--- Start Excerpt provided ---

Sri Rahula College (Sinhala: ශ්‍රී රාහුල විද්‍යාලය) is a mixed National school located in Kandy, Sri Lanka founded by Buddhist Theosophical Society led by Colonel Henry Steel Olcott in 1890. It offers primary and secondary education for more than 2,000 students from grade 1 to 13.

History 
During the late nineteenth-century Sinhalese Buddhist revival, Buddhist Theosophical Society under the guidance of Colonel Henry Steel Olcott founded several Buddhist schools around the country to provide English education to Buddhist students who would otherwise have had to go to a missionary school in order to study English. Under that program, they founded a school, Kandy High School, on a piece of land at Katugasthota. The school opened with only sixteen students in 1890 with Niyangoda as the first principal of the school.

--- End Excerpt provided ---
--- Start Raw data ---

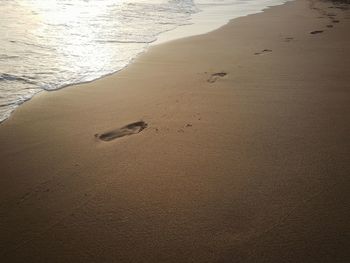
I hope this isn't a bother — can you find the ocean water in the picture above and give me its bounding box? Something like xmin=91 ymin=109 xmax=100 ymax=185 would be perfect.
xmin=0 ymin=0 xmax=286 ymax=122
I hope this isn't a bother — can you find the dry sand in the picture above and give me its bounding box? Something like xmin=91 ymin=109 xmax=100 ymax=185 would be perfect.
xmin=0 ymin=0 xmax=350 ymax=263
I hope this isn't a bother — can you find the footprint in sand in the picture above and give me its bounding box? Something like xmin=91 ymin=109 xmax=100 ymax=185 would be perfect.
xmin=254 ymin=49 xmax=272 ymax=55
xmin=208 ymin=72 xmax=227 ymax=83
xmin=95 ymin=121 xmax=147 ymax=142
xmin=310 ymin=30 xmax=323 ymax=35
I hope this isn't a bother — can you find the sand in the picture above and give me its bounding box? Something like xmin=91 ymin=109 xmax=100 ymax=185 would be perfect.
xmin=0 ymin=0 xmax=350 ymax=263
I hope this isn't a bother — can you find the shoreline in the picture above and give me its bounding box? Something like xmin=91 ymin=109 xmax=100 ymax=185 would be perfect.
xmin=0 ymin=0 xmax=291 ymax=125
xmin=0 ymin=0 xmax=350 ymax=262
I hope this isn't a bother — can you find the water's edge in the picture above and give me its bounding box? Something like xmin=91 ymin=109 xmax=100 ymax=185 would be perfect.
xmin=0 ymin=0 xmax=293 ymax=125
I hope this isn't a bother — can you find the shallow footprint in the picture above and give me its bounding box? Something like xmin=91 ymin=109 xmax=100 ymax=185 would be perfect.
xmin=95 ymin=121 xmax=147 ymax=142
xmin=254 ymin=49 xmax=272 ymax=55
xmin=310 ymin=30 xmax=323 ymax=35
xmin=208 ymin=72 xmax=227 ymax=83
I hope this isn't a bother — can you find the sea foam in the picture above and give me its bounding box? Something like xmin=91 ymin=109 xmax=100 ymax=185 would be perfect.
xmin=0 ymin=0 xmax=285 ymax=122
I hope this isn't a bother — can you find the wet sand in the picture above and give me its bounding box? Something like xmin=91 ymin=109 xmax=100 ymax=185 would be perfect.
xmin=0 ymin=0 xmax=350 ymax=263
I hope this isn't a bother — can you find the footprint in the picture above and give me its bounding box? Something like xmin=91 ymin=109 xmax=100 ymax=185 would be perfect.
xmin=310 ymin=30 xmax=323 ymax=35
xmin=208 ymin=71 xmax=227 ymax=83
xmin=284 ymin=37 xmax=294 ymax=42
xmin=254 ymin=49 xmax=272 ymax=55
xmin=95 ymin=121 xmax=147 ymax=142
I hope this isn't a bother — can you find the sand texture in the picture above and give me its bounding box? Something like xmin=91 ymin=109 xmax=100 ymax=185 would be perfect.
xmin=0 ymin=0 xmax=350 ymax=263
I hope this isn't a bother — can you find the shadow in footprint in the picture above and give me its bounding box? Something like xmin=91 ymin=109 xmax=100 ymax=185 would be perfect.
xmin=208 ymin=72 xmax=227 ymax=83
xmin=254 ymin=49 xmax=272 ymax=55
xmin=310 ymin=30 xmax=323 ymax=35
xmin=95 ymin=121 xmax=147 ymax=142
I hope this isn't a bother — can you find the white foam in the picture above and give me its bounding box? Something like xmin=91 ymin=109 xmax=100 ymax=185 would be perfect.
xmin=0 ymin=0 xmax=290 ymax=122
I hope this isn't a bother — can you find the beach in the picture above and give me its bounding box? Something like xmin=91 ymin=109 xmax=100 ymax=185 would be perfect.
xmin=0 ymin=0 xmax=350 ymax=263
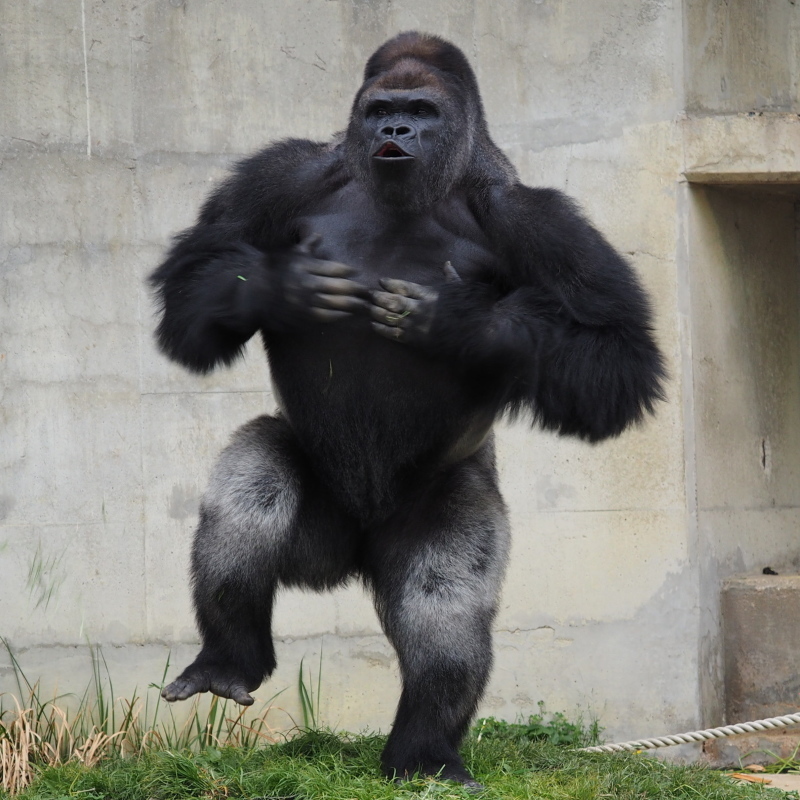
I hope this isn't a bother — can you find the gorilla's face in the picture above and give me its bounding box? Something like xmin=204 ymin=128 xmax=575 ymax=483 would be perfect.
xmin=347 ymin=71 xmax=473 ymax=213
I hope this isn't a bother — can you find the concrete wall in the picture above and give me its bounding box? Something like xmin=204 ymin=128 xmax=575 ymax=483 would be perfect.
xmin=0 ymin=0 xmax=797 ymax=738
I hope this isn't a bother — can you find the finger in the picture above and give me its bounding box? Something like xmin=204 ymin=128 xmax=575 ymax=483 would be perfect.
xmin=300 ymin=257 xmax=358 ymax=278
xmin=308 ymin=306 xmax=353 ymax=322
xmin=311 ymin=293 xmax=368 ymax=312
xmin=444 ymin=261 xmax=461 ymax=283
xmin=370 ymin=292 xmax=413 ymax=314
xmin=380 ymin=278 xmax=430 ymax=300
xmin=304 ymin=275 xmax=369 ymax=299
xmin=369 ymin=306 xmax=411 ymax=328
xmin=370 ymin=322 xmax=404 ymax=342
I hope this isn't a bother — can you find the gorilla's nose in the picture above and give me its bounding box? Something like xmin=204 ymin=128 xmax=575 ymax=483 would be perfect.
xmin=381 ymin=124 xmax=417 ymax=139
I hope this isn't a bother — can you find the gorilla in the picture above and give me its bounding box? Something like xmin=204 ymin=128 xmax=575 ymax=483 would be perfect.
xmin=150 ymin=32 xmax=665 ymax=787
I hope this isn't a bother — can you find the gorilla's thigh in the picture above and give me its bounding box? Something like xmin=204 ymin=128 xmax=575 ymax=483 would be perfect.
xmin=370 ymin=445 xmax=509 ymax=666
xmin=368 ymin=443 xmax=509 ymax=781
xmin=192 ymin=416 xmax=355 ymax=589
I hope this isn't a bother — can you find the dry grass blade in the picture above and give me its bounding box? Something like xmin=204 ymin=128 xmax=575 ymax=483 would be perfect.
xmin=0 ymin=697 xmax=40 ymax=794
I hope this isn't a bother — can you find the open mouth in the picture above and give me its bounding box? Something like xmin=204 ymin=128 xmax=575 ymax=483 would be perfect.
xmin=374 ymin=142 xmax=413 ymax=158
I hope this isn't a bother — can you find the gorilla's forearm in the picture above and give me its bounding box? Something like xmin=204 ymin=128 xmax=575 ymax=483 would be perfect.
xmin=150 ymin=226 xmax=270 ymax=373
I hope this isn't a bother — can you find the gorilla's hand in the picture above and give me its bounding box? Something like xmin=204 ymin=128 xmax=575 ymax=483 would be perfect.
xmin=274 ymin=236 xmax=369 ymax=322
xmin=370 ymin=261 xmax=461 ymax=344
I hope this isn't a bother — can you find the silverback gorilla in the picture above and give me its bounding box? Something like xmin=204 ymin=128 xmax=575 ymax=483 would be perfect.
xmin=151 ymin=32 xmax=664 ymax=787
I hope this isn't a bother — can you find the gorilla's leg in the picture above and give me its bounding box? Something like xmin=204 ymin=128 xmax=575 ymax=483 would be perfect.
xmin=367 ymin=442 xmax=508 ymax=787
xmin=162 ymin=416 xmax=356 ymax=705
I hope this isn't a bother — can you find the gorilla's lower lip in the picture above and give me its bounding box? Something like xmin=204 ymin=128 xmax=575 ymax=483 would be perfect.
xmin=373 ymin=142 xmax=414 ymax=159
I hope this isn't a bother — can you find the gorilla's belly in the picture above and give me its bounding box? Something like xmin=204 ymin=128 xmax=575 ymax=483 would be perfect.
xmin=268 ymin=320 xmax=492 ymax=523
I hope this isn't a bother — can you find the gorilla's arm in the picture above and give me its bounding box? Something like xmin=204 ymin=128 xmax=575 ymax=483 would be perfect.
xmin=373 ymin=184 xmax=665 ymax=442
xmin=150 ymin=140 xmax=364 ymax=373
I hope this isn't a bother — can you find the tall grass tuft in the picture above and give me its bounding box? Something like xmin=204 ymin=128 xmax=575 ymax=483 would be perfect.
xmin=0 ymin=638 xmax=284 ymax=795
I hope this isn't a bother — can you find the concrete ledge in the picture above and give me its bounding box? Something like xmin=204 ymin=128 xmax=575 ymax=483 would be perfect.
xmin=722 ymin=575 xmax=800 ymax=720
xmin=680 ymin=113 xmax=800 ymax=188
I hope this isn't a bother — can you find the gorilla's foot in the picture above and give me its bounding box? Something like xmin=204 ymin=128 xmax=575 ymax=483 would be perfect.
xmin=161 ymin=661 xmax=261 ymax=706
xmin=384 ymin=761 xmax=486 ymax=793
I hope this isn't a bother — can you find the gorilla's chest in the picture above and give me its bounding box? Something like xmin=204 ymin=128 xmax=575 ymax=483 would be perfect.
xmin=299 ymin=188 xmax=495 ymax=288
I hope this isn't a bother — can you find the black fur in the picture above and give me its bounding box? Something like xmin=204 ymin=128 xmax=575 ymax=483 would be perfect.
xmin=151 ymin=33 xmax=664 ymax=783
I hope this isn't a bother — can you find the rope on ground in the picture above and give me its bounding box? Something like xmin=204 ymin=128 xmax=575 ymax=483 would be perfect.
xmin=581 ymin=714 xmax=800 ymax=753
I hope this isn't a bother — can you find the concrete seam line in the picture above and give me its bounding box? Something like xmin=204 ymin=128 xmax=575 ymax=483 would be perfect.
xmin=580 ymin=714 xmax=800 ymax=753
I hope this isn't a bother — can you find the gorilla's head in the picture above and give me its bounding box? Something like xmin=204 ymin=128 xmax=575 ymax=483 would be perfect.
xmin=345 ymin=32 xmax=494 ymax=213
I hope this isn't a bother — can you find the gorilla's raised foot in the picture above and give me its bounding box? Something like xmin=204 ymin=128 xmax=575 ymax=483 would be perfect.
xmin=161 ymin=662 xmax=261 ymax=706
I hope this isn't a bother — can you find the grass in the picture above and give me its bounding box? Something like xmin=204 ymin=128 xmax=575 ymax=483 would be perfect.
xmin=3 ymin=731 xmax=774 ymax=800
xmin=0 ymin=644 xmax=780 ymax=800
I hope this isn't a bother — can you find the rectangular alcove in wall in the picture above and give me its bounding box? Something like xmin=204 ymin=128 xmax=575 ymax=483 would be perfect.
xmin=686 ymin=180 xmax=800 ymax=744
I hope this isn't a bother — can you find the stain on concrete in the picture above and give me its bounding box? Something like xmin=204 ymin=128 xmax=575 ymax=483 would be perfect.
xmin=168 ymin=484 xmax=200 ymax=519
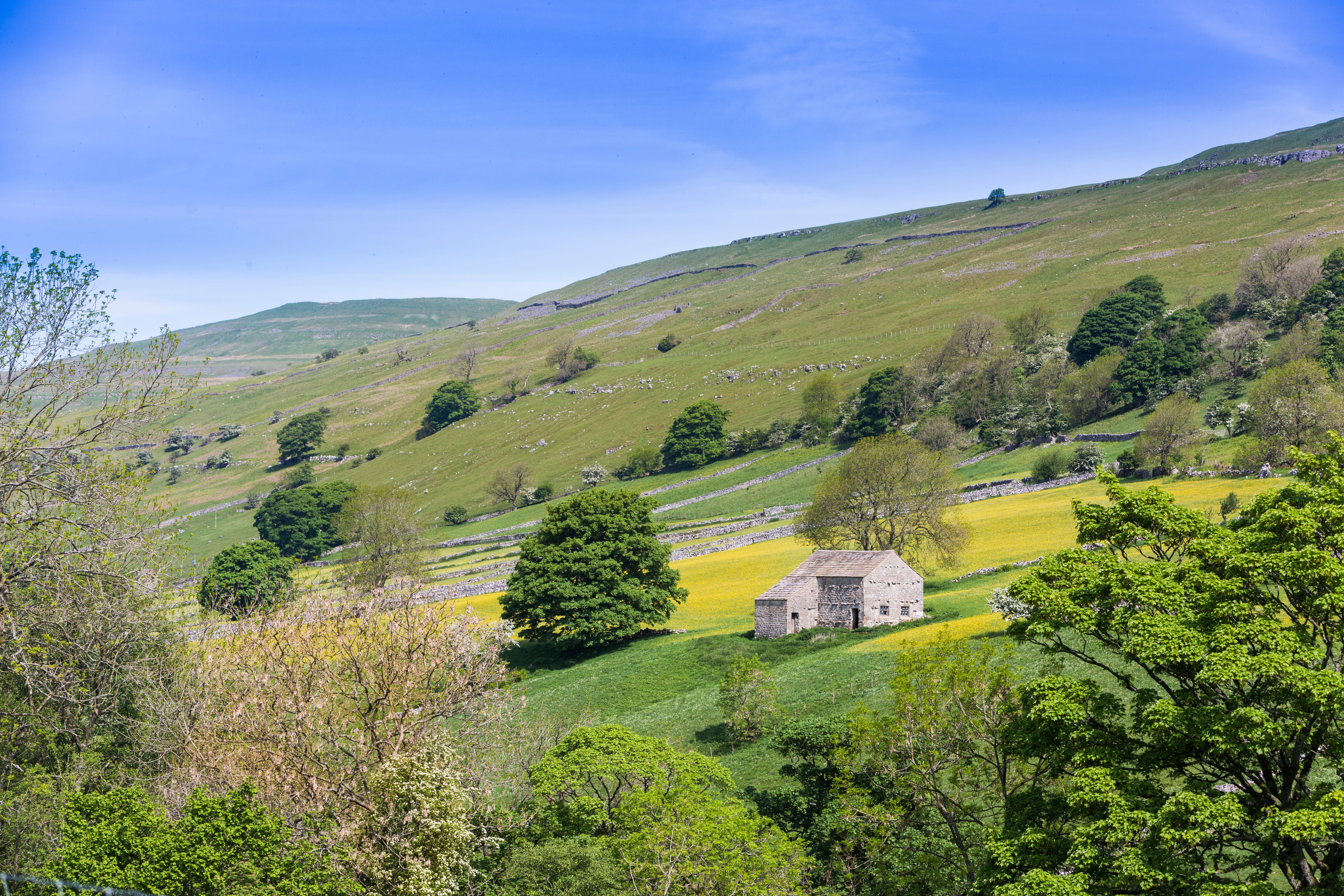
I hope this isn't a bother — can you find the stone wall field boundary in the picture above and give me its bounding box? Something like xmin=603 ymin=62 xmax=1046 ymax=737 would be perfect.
xmin=961 ymin=473 xmax=1097 ymax=504
xmin=1071 ymin=430 xmax=1144 ymax=442
xmin=653 ymin=449 xmax=848 ymax=513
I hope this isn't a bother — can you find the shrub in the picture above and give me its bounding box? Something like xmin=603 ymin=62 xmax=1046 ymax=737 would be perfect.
xmin=280 ymin=461 xmax=317 ymax=489
xmin=1031 ymin=447 xmax=1070 ymax=482
xmin=422 ymin=380 xmax=481 ymax=438
xmin=1068 ymin=442 xmax=1106 ymax=473
xmin=915 ymin=414 xmax=961 ymax=451
xmin=661 ymin=399 xmax=730 ymax=467
xmin=500 ymin=489 xmax=687 ymax=650
xmin=1068 ymin=274 xmax=1167 ymax=364
xmin=276 ymin=411 xmax=327 ymax=463
xmin=616 ymin=445 xmax=663 ymax=480
xmin=44 ymin=783 xmax=355 ymax=896
xmin=196 ymin=541 xmax=297 ymax=619
xmin=718 ymin=654 xmax=780 ymax=740
xmin=253 ymin=480 xmax=355 ymax=560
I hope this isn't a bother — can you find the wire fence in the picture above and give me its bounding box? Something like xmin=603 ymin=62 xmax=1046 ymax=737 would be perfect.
xmin=0 ymin=872 xmax=154 ymax=896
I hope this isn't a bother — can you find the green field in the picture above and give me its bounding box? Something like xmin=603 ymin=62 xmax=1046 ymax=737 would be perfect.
xmin=131 ymin=122 xmax=1344 ymax=801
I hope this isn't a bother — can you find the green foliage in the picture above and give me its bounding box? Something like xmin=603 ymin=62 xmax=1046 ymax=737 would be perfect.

--- End Raw data ---

◆ Task instructions
1 - Rewrite the rows from the line with "the sand in" to the line with "xmin=0 ymin=0 xmax=350 ymax=262", swapping "shoreline" for "coastline" and keeping everything else the same.
2 - Carry on the Sri Rahula College history past its last sentence.
The Sri Rahula College text has no connection to the rows.

◆ Expected results
1 -
I hope this isn't a bother — can you find the sand in the picture above and give me its bounding box? Something like xmin=91 ymin=109 xmax=100 ymax=185 would be perfect.
xmin=0 ymin=0 xmax=350 ymax=263
I hope this isn't a bother — can you find the coastline in the picture above and give me its bounding box? Something like xmin=91 ymin=109 xmax=100 ymax=185 would be perfect.
xmin=0 ymin=0 xmax=291 ymax=125
xmin=0 ymin=0 xmax=350 ymax=262

2 -
College houses 
There are four college houses named after four Sinhalese kings. Students compete against each other representing their respective houses to win the annual inter-house games. 
  House Vijaya (විජය නිවාසය), named after Prince Vijaya. 
  House Parakum (පැරකුම් නිවාසය), named after King Parakramabahu I.
  House Mahasen (මහසෙන් නිවාසය), named after King Mahasena.
 House Gemunu (ගැමුණු නිවාසය), named after King Dutugamunu.

Past principals 
 Cyril Wijerathne (1991–1999)
 R. M. M. Rathnayake (1999–2002)
 E. M. Abeysekera (2002–2007)
 A. C. C. Perera
 S. M. C. Weerakoon

Notable alumni 
 Wimalaratne Kumaragama - Sinhalese Poet
 Asela Gunaratne - Sri Lankan Test, ODI, T20 cricketer.
 Arthur U. Amarasena - Journalist, Film Producer, Teledrama Director, Script Writer.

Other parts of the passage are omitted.